▸ Problem description: Find every line in the entries below that contains the word "trousers" and copy each of those lines out. Case matters, so a match must have the same uppercase and lowercase letters.

(Dataset rows)
START

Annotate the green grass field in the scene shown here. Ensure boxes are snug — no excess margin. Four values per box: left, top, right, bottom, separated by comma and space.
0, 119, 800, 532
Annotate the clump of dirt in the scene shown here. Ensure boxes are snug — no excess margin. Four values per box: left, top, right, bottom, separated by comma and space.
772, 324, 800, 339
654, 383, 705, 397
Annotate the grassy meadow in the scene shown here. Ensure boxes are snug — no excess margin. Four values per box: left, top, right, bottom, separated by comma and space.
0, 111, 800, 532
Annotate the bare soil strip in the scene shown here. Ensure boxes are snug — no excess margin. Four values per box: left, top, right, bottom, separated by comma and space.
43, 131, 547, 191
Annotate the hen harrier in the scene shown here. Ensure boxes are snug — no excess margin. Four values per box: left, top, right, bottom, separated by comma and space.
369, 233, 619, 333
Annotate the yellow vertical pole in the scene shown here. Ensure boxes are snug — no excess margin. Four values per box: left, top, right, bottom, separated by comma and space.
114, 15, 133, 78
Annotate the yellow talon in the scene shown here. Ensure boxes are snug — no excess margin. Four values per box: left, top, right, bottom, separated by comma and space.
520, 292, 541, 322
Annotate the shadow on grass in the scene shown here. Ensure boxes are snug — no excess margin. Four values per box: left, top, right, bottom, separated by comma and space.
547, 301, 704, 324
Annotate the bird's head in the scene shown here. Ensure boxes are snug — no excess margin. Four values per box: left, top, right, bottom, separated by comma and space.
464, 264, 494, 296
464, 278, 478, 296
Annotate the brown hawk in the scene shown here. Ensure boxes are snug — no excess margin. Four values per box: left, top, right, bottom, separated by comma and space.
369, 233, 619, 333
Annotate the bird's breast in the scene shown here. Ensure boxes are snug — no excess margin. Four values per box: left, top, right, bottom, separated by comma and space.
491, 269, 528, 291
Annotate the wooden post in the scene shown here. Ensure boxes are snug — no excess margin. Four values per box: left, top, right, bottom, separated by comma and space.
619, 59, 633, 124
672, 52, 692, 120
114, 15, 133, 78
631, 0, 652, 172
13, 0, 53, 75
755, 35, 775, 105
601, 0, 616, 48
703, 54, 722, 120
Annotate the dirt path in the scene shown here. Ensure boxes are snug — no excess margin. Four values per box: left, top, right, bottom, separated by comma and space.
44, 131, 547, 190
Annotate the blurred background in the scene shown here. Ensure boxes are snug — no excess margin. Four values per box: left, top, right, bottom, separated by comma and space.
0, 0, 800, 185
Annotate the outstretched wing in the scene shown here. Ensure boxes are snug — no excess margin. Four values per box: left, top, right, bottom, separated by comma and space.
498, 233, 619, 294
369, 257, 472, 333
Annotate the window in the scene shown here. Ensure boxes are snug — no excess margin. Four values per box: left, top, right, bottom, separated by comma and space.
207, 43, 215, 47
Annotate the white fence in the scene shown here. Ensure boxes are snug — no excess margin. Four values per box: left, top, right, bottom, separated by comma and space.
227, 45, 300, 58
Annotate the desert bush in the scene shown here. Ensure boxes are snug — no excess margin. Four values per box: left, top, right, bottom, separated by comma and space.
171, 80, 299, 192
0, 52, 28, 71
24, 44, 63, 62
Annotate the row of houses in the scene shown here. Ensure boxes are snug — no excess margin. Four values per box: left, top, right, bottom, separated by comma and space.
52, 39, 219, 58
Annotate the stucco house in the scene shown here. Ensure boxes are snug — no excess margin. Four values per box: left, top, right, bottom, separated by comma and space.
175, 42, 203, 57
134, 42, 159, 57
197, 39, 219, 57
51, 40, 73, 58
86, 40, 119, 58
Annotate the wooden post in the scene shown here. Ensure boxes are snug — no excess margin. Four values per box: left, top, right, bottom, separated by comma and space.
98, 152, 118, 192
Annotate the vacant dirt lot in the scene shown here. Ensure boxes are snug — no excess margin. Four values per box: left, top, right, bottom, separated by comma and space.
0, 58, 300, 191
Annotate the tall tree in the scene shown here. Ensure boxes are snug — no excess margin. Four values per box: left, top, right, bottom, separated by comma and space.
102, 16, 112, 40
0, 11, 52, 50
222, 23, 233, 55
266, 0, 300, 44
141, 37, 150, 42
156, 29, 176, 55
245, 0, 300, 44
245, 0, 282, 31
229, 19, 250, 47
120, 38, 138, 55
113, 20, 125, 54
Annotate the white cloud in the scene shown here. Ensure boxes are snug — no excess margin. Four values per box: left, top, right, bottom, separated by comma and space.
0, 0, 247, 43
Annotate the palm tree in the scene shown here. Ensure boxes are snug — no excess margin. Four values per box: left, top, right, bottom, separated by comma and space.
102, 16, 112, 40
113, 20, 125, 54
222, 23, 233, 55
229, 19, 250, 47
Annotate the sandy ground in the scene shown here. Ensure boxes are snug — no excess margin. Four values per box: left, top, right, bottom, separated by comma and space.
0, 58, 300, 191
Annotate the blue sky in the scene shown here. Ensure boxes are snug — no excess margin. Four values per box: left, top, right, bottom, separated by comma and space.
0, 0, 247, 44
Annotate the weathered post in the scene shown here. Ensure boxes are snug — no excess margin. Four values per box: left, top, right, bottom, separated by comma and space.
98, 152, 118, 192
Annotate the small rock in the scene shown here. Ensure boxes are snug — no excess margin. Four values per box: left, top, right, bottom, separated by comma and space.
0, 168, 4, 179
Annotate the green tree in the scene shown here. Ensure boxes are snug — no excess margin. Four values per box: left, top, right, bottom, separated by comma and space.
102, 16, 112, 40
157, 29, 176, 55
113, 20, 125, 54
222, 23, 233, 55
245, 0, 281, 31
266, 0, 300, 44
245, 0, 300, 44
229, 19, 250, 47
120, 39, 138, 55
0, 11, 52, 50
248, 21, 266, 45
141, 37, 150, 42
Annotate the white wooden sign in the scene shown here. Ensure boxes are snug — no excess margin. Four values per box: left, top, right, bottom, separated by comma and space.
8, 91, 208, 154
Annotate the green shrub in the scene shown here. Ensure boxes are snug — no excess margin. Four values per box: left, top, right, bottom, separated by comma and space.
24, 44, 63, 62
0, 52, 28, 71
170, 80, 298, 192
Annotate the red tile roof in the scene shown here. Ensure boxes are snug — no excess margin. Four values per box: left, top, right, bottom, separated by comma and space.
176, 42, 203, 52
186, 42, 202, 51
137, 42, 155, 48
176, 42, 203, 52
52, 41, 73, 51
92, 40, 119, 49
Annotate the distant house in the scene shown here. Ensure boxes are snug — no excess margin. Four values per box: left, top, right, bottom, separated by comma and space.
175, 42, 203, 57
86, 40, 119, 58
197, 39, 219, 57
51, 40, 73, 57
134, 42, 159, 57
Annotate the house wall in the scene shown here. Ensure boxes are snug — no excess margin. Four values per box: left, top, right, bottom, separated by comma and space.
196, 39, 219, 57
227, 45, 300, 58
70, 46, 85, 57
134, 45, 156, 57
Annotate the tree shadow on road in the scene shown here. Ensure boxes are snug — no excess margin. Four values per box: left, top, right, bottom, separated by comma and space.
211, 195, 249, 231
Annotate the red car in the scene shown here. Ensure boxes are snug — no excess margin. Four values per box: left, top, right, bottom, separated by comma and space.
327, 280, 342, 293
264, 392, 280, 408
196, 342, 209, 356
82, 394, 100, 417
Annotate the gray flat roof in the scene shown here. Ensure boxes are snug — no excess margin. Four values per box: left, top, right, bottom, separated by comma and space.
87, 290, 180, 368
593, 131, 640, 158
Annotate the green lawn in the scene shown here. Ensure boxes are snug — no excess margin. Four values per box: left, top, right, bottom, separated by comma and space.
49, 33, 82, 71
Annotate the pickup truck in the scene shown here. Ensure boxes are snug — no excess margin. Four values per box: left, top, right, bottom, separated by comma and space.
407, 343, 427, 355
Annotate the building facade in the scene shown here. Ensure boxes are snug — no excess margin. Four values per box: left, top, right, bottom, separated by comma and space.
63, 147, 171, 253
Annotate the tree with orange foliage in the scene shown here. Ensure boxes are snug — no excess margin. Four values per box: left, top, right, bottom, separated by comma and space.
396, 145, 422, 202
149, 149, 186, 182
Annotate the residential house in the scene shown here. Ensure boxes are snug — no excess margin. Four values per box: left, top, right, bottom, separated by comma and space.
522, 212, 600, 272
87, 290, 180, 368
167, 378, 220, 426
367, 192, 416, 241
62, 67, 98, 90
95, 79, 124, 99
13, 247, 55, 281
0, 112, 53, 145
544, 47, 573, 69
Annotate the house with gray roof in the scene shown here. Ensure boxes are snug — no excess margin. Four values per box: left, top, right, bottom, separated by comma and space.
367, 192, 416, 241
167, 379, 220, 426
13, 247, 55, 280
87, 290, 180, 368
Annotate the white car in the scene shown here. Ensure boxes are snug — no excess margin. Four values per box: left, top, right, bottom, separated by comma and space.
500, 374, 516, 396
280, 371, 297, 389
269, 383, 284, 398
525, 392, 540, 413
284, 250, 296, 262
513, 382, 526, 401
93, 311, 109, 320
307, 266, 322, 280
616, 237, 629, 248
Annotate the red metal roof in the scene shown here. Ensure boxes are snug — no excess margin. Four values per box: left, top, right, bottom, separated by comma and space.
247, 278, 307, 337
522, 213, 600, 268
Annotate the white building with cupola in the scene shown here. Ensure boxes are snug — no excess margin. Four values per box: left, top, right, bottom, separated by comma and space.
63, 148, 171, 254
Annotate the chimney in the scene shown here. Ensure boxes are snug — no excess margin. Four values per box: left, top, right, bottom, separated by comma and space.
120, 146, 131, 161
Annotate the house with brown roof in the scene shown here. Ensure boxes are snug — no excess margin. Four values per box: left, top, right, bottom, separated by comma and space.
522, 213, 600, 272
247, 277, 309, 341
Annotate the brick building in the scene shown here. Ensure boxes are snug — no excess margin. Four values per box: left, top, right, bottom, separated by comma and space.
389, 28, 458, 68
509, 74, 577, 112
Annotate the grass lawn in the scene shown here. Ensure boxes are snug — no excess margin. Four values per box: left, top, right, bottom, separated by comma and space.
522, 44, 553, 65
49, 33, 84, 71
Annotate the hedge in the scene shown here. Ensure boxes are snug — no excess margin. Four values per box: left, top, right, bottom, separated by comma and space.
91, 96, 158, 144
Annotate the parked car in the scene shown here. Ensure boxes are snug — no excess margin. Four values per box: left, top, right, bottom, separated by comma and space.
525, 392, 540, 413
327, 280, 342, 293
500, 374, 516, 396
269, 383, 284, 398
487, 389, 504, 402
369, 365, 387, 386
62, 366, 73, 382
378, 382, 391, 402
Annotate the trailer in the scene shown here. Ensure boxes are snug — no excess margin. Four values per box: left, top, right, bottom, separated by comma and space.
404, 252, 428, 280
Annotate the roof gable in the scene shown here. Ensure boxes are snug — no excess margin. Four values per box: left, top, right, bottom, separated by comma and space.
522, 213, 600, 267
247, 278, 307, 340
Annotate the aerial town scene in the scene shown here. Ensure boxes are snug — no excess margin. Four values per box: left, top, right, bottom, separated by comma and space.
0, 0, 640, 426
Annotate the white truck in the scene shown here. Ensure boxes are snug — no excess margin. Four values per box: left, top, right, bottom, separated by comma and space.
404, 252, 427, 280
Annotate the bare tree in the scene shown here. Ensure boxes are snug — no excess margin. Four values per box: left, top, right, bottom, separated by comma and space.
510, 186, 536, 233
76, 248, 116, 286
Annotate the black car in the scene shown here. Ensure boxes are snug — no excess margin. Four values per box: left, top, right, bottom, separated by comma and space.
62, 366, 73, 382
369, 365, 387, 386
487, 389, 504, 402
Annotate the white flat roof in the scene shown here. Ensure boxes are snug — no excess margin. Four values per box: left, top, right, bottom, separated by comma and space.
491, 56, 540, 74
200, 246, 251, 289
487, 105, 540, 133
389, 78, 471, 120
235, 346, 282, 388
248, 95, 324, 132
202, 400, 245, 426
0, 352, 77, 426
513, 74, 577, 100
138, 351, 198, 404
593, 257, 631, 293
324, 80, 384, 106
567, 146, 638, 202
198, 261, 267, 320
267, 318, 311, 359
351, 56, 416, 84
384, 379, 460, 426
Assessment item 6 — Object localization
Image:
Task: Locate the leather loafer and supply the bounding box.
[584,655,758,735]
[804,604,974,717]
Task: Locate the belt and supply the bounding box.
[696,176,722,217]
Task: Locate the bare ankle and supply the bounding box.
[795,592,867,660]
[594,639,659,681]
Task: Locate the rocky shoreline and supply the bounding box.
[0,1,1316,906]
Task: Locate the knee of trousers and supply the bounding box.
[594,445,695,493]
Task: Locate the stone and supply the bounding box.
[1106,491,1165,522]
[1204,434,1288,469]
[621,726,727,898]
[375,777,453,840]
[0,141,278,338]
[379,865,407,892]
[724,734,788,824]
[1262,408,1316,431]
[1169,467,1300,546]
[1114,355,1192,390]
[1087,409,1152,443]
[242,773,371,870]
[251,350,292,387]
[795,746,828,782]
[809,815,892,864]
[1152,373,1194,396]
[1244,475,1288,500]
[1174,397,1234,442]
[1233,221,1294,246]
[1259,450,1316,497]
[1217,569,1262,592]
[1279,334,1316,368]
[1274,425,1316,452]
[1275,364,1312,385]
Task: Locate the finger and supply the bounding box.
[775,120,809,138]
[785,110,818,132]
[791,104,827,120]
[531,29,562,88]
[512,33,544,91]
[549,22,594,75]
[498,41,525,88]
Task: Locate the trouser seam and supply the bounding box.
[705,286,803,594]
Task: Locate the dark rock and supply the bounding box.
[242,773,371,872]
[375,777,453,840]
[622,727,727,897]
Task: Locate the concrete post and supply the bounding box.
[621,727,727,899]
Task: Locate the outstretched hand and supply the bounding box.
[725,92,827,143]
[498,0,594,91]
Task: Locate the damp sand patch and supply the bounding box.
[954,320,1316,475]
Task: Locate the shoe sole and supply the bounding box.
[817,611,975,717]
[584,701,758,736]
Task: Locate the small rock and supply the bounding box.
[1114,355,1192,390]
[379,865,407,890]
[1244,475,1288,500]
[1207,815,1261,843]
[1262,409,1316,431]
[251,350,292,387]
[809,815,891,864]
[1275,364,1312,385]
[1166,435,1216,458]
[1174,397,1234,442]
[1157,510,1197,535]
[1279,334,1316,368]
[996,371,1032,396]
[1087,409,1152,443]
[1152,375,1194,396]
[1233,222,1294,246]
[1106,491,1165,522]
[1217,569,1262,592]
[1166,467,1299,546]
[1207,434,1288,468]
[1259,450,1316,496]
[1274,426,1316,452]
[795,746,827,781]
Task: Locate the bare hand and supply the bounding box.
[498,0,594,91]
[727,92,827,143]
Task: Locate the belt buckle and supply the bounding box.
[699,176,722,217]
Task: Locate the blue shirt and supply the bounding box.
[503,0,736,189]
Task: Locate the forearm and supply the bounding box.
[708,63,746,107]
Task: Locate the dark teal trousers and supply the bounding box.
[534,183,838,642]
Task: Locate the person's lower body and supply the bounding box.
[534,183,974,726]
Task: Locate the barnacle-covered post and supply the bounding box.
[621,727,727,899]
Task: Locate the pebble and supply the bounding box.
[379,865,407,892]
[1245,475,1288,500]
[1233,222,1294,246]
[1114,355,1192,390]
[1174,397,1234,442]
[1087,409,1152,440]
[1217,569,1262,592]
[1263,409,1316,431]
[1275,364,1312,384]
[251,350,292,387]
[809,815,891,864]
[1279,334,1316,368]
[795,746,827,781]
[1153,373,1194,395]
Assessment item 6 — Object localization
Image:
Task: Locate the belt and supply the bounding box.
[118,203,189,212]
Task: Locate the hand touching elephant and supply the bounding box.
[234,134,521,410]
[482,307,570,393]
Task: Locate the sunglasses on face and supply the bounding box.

END

▸ The result:
Task: Locate the knee of trousers and supply the bounding box.
Task: Locate the dark teal trousers and supply the bounding box.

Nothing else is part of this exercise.